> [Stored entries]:
------------------------

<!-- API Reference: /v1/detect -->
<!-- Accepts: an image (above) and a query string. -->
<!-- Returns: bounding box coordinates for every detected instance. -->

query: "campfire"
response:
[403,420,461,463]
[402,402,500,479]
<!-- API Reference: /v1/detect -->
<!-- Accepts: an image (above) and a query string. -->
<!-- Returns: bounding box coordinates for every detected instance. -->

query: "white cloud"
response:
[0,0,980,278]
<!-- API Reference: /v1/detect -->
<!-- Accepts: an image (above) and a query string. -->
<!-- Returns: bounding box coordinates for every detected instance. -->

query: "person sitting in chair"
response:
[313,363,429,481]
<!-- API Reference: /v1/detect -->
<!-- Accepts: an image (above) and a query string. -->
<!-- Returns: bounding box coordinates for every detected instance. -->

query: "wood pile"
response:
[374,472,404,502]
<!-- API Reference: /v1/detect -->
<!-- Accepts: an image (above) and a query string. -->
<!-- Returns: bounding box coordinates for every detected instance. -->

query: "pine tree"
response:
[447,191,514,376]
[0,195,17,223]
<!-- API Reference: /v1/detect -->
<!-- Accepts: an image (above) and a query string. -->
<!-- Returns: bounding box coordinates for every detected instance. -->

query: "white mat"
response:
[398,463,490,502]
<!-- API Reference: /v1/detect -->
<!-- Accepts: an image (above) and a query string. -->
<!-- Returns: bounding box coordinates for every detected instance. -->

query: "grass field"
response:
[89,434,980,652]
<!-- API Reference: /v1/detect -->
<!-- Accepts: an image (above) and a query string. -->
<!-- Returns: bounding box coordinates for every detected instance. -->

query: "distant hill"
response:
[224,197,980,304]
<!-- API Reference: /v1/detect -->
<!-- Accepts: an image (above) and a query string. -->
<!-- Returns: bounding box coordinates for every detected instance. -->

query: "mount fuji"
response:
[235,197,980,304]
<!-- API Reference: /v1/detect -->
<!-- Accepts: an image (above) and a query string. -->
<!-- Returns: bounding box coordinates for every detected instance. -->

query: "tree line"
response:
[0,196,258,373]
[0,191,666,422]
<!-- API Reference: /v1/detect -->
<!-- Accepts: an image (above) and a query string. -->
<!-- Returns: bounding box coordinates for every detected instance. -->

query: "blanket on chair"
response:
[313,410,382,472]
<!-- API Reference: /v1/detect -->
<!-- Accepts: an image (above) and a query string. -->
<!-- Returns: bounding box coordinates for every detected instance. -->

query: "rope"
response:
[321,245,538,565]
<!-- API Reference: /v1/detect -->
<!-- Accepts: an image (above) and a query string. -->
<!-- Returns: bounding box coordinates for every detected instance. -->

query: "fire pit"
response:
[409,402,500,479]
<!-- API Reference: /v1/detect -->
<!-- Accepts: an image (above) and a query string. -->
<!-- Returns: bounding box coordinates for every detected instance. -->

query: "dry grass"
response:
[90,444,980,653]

------------------------

> [Exercise]: Turn the stretch of items from the start through the line containing "[313,363,429,481]" into a two-column CSV with the header input,output, one row per item. Put each item's text under input and its answer under output, with every field in double quotes and every line break replaced by a space.

> [Solution]:
input,output
"<!-- API Reference: /v1/detect --> <!-- Accepts: an image (above) and a query string. --> <!-- Returns: bounding box coordinates for every detected instance. --> query: ""campfire"" response:","[403,420,461,463] [402,402,500,479]"
"<!-- API Reference: /v1/detect --> <!-- Accepts: an image (above) and a query string. --> <!-- Returns: bounding box coordinates for every detected instance. --> query: ""white cloud"" response:","[0,0,980,278]"
"<!-- API Reference: /v1/detect --> <!-- Accepts: an image (above) and a query string. --> <!-- Returns: bounding box coordinates for every detected instance. --> query: ""person sitting in chair"" response:","[313,363,429,481]"